Passage to read:

It is as if we as part of Nature are also regulated by Nature, that the very effects of our overpopulation and our straying from a cooperative ecological niche for our species result in consequences that are inevitably going to bring us back into line …one way or the other!
Going inward
Knowing as I do that environmental pollution and lowered oxygen levels promote diseases, general illnesses, hay fevers, epidemics of allergies, and a general weakening of our immune system–all of which, since the Reagan eighties, we are seeing in abundance—I realized that people are more and more being forced to go inward because they are less and less able to go outward in a healthy manner.
Chastened by the environment we’ve created
Another factor in this is that the deteriorating quality of air and the increasing levels of toxins that we ingest are also attacks on ego defenses, which has important yet previously unexplored implications.
As I said previously, both Stanislav Grof and Arthur Janov—and others as well, I am told—at one time used carbon dioxide to take people into a nonordinary state of consciousness where people would be more open to their repressed traumas, to their unconscious mind. They did this to help these people heal these traumas.
They found that slight increases in carbon dioxide inhalation invariably brought up primal pain and birth-trauma feelings—that is, repressed painful feelings from our experiences of birth and infancy that our ego defenses normally keep “safely” tucked away in our subconscious.
Consider for a moment what that means for those trapped in the pollution-ridden cities!..though keep in mind that increased carbon dioxide is an atmospheric problem that affects everyone on this globe. I recall a TV report when I lived in the air-chunk-city of Denver, Colorado, in 1978. At the time, Denver’s air was rated as being the second worst in the country, behind Los Angeles, partly because the high altitude made for thinner air and thus higher percentages of toxins relative to normal air. Anyway, the TV report proclaimed how the number of hospital admissions for spouse abuse, child abuse, alcoholism, and related violence would soar on days when the air pollution index was high.
Air pollution as a psychedelic
Apparently, the reduction of oxygen in these situations acts similarly to a reduction of blood sugar or glucose to the brain, which results in an inhibition of the ego’s defensive ability to keep out unwanted information. Coincidentally, research has shown that this same kind of reduction of glucose to the brain is instrumental in producing the effects of certain psychedelics, including mescaline and marijuana.
But this reduction in defenses is not experienced or understandable only by those who have experimented with psychedelics. In fact, in at least minor ways we have all experienced it.

Work task A:
Answer these questions about the passage on air pollution:
(i) Which two people are named as having used carbon dioxide to bring people into a nonordinary state of consciousness?
(ii) In 1978, which city's air was rated worse than Denver's?
(iii) Which two psychedelics are named?
Work task B: Repeat the passage on air pollution word for word, from "It is as if" to "a healthy manner.".

[Stored items from a collection]
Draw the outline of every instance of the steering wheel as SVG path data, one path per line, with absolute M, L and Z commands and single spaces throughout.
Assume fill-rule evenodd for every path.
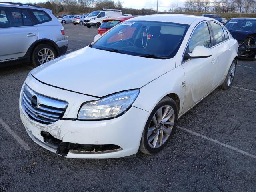
M 131 44 L 132 45 L 132 46 L 134 46 L 134 47 L 136 47 L 136 46 L 135 46 L 135 45 L 134 44 L 134 43 L 133 43 L 132 42 L 131 42 L 129 40 L 127 40 L 127 39 L 125 39 L 124 40 L 123 40 L 122 41 L 122 42 L 126 42 L 128 43 L 130 43 L 130 44 Z

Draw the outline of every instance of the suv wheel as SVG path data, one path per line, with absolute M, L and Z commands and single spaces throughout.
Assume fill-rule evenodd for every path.
M 40 44 L 33 52 L 32 64 L 35 66 L 39 66 L 56 57 L 57 53 L 53 47 L 48 44 Z

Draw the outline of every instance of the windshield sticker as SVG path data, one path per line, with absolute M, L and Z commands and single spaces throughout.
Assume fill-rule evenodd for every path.
M 124 23 L 122 24 L 122 25 L 128 25 L 128 26 L 132 26 L 133 25 L 135 22 L 124 22 Z

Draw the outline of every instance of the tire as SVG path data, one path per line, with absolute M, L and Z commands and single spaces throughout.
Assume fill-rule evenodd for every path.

Expected output A:
(i) Stanislav Grof and Arthur Janov
(ii) Los Angeles
(iii) Mescaline and marijuana

Expected output B:
It is as if we as part of Nature are also regulated by Nature, that the very effects of our overpopulation and our straying from a cooperative ecological niche for our species result in consequences that are inevitably going to bring us back into line …one way or the other!
Going inward
Knowing as I do that environmental pollution and lowered oxygen levels promote diseases, general illnesses, hay fevers, epidemics of allergies, and a general weakening of our immune system–all of which, since the Reagan eighties, we are seeing in abundance—I realized that people are more and more being forced to go inward because they are less and less able to go outward in a healthy manner.